Document section:
◆ ◆ ◆ ◆ ◆

For giving a fair assessment of PMI, we have to take into account the amount of scientific work done in a particular period. This implies, for example, that the period 1800–1820 should receive much less weight than the period 1950–1970. According to Fahrbach, PMI fails because most “theory changes occurred during the time of the first 5 % of all scientific work ever done by scientists” (Fahrbach 2011, 149). If PMI were valid, we should have observed more substantial theory changes or scientific revolutions in the recent past. However, although the theories of modern science often encounter difficulties, revolutionary turnovers do not (or only very rarely) happen. According to Fahrbach, PMI stands refuted—or at the very least, it is not more rational than optimistic meta-induction.
The factual correctness of Fahrbach’s observations may be disputed, and his model is certainly very simplified. Yet, it deserves to be taken seriously, particularly with respect to the implications for the NMA. In this paper, I explore if observations of long-term stability expand the set of circumstances where the NMA holds. To this end, let us refine our probabilistic model of the NMA.
As before, the propositional variable H expresses the empirical adequacy of theory T, and S denotes the predictive, retrodictive and explanatory success of T. Similar to Dawid et al. (2015), we introduce a integer-valued random variable A that expresses the number of satisfactory alternatives to T, including unconceived theories. In the individuation of alternatives, we stick with the Dawid et al. paper: that is, we demand that alternative theories satisfy a set of (context-dependent) theoretical constraints \(\mathcal {C}\), are consistent with the currently available data \(\mathcal {D}\), and give distinguishable predictions for the outcome of some set \(\mathcal {E}\) of future experiments. In line with our focus on empirical adequacy rather than truth, we do not distinguish between empirically equivalent theories with different theoretical structures. Finally, major theory change in the domain of T is denoted by variable C, and absence of change and theoretical stability by ¬C. “Theory change” is understood in a broad sense, including scenarios where rivalling theories emerge and end up co-existing with T.
The dependency between these four propositional variables—A, C, H and S—is given by the Bayesian network in Fig. 4. S, the success of theory T, only depends on the empirical adequacy of T, that is, on H. The probability of H depends on the number of distinct alternatives that are also consistent with the current data, etc. Finally, C, the probability of observing substantial theory change, depends on S and A: the empirical success of T and the number of available alternatives to T that scientists might develop. H affects C only via A. All this is captured in the following assumption:
-
A0
The variables A, C, H and S satisfy the conditional independencies in the Bayesian Network of Fig. 4.

◆ ◆ ◆ ◆ ◆

Data extract:
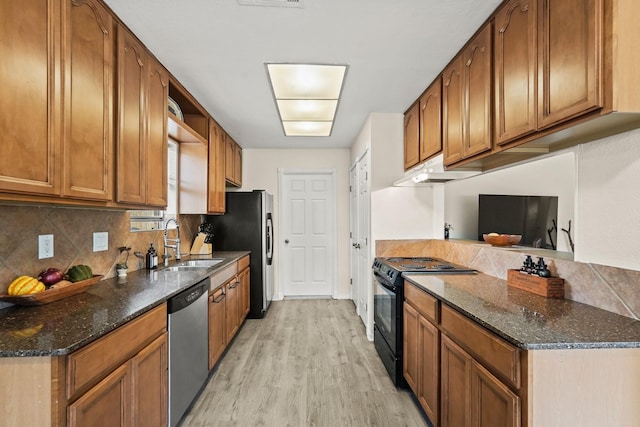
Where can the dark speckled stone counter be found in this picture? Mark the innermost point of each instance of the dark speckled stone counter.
(66, 325)
(529, 321)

◆ ◆ ◆ ◆ ◆

Exercise set:
(A) In the passage on meta-induction, rewrite everything from "The factual correctness" down to "of the NMA.", substituting "enduring stability" for "long-term stability".
(B) Proceed with the passage on meta-induction, picking up after its final sentence.

Results of the exercise:
(A)
The factual correctness of Fahrbach’s observations may be disputed, and his model is certainly very simplified. Yet, it deserves to be taken seriously, particularly with respect to the implications for the NMA. In this paper, I explore if observations of enduring stability expand the set of circumstances where the NMA holds. To this end, let us refine our probabilistic model of the NMA.

(B)
To rule out preservation of a theory by a of series degenerative accommodating moves, the variable C should be evaluated over a longer period (e.g., 30–50 years). We now define a number of real-valued variables in order to facilitate calculations:
-
Denote by a
j
:=p(A=j) the probability that there are exactly j (not necessarily discovered) alternatives to T that satisfy the theoretical constraints \(\mathcal {C}\), are consistent with current data \(\mathcal {D}\) and give definite predictions for future experiments \(\mathcal {E}\), etc.Footnote 3
-
Denote by h
j
:=p(H|A=j) the probability that T is empirically adequate if there are exactly j alternatives to T.
-
As before, denote by s:=p(S|H) and s
′:=p(S|¬H) the probability that T is successful if it is (not) empirically adequate.
-
Denote by c
j
:=p(¬C|A=j,S) the probability that no substantial theory change occurs if T is successful and there are exactly j alternatives for T.
Suppose that we now observe ¬C (no substantial theory change has occurred in the last decades) and S (theory T is successful). The Bayesian network structure allows for a simple calculation of the posterior probability of H:
$$\begin{array}{@{}rcl@{}} p(\neg CSH) &=& \sum\limits_{A} p(A) p(\neg C|AS) p(S|H) p(H|A) \\ &=& \sum\limits_{j=0}^{\infty} a_{j} \, c_{j} \, s \, h_{j} \\ p(\neg CS) &=& {\sum}_{A, H} p(A) p(\neg C|AS) p(S|H) p(H|A) \\ &=& \sum\limits_{A} p(A) p(\neg C|AS) p(S|H) p(H|A) + \sum\limits_{A} p(A) p(\neg C|AS) p(S|\neg H) p(\neg H|A) \\ &=& \sum\limits_{j=0}^{\infty} a_{j} \, c_{j} \, (s \, h_{j} + s^{\prime} (1-h_{j})) \end{array} $$
With the help of Bayes’ Theorem, these equations allows us to calculate the posterior probability of H conditional on C and S. That is, how probable is H given that T is successful and that we have observed no major theoretical change in recent decades?
$$ p(H|\neg CS) = \frac{p(\neg CSH)}{p(\neg CS)} = \frac{\sum\nolimits_{j=0}^{\infty} a_{j} \, c_{j} \, s \, h_{j}}{\sum\nolimits_{j=0}^{\infty} a_{j} \, c_{j} \, (s \, h_{j} + s^{\prime} (1-h_{j}))} $$
(3)
We now make some assumptions on the values of these quantities.
-
A1
If T is empirically adequate then it will be successful in the long run: s=p(S|H)=1.Footnote 4
-
A2
The empirical adequacy of T is no more or less probable than the empirical adequacy of an alternative which satisfies the same set of theoretical and empirical constraints: h
j
:=p(H|A
j
)=1/(j+1). Scientists are indifferent between theories which satisfy the same set of theoretical and empirical constraints.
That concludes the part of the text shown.